■ Records provided:

⁂

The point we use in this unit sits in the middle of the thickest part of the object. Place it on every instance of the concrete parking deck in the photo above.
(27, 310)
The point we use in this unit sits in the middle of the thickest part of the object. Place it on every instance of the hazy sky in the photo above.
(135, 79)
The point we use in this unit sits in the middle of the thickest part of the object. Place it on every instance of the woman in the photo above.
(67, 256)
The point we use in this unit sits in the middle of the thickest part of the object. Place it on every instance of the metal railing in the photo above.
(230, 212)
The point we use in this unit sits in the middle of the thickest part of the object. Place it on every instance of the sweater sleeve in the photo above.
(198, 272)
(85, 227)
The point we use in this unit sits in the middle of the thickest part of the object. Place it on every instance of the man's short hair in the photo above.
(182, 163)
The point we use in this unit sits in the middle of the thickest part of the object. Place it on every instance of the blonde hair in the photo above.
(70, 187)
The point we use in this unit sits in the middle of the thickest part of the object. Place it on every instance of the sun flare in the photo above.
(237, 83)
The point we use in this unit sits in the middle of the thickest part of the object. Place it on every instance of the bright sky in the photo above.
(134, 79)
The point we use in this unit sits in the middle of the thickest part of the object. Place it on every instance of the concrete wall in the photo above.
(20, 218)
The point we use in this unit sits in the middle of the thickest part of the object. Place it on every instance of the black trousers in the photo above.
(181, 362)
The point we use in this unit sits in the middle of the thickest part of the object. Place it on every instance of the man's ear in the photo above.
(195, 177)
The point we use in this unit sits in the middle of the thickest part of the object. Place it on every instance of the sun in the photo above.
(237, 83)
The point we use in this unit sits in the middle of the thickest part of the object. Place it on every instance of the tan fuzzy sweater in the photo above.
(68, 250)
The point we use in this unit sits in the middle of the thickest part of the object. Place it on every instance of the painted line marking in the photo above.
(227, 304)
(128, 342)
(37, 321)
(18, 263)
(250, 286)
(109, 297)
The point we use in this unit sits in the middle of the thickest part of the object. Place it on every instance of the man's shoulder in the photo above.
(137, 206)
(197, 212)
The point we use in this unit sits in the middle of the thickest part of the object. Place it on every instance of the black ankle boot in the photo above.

⁂

Once more, set down the full listing, verbatim.

The point we use in this unit sits in the middle of the thickest part of the object. Place it on every instance of the concrete parking deck in the photo above.
(27, 310)
The point we use in this unit sits in the middle of the thickest part of the object. Place it on every instance of the hazy sky in the photo above.
(135, 79)
The point we use in this unit sits in the middle of the thickest part of the object. Place it on every instance of the woman in the photo above.
(67, 256)
The point we use in this unit sits in the middle of the thickest part of the object. Place it on every instance of the metal railing in the photo above.
(230, 212)
The point we use in this unit sits in the middle of the thickest part of the object. Place it on every instance of the sweater sleeve in the photo above.
(198, 272)
(85, 227)
The point we use in this unit sits in the middle of the thickest part of the object. Place it on every instance of the man's short hair in the photo above.
(182, 163)
The point we use in this unit sits in the middle of the thickest part of the object. Place it on every instance of the blonde hair in the photo above.
(70, 187)
The point we use in this unit sits in the middle of the thickest part of the object. Place it on every instance of the sun flare in the photo above.
(237, 83)
The point we use in this unit sits in the middle of the thickest part of the object. Place it on every instance of the bright sky in the photo above.
(134, 79)
The point we use in this unit sits in the middle of the thickest part of the object. Place it on every instance of the concrete wall in the photo above.
(20, 218)
The point we use in this unit sits in the middle of the thickest part of the object. Place it on every instance of the black trousers in the photo above.
(181, 362)
The point we use in this unit sits in the middle of the thickest part of the object. Place it on every instance of the man's ear in the photo above.
(195, 177)
The point we use in this unit sits in the middle of the thickest part of the object. Place it on every instance of the sun in the photo above.
(237, 83)
The point we use in this unit sits in the middle of the thickest part of the object. Place it on every instance of the tan fuzzy sweater in the photo above.
(68, 250)
The point we use in this unit sits in the middle of the thickest part of the object. Place it on every instance of the painted line marking in the photo above.
(227, 304)
(128, 342)
(37, 321)
(18, 263)
(250, 286)
(109, 297)
The point we use in this unit sits in the middle of the thickest part of the object. Place it on every instance of the man's shoulder in the photo above.
(137, 206)
(197, 212)
The point we use in this unit sits in the middle of the thickest part of the object. Place it on every instance of the black ankle boot in the photo above.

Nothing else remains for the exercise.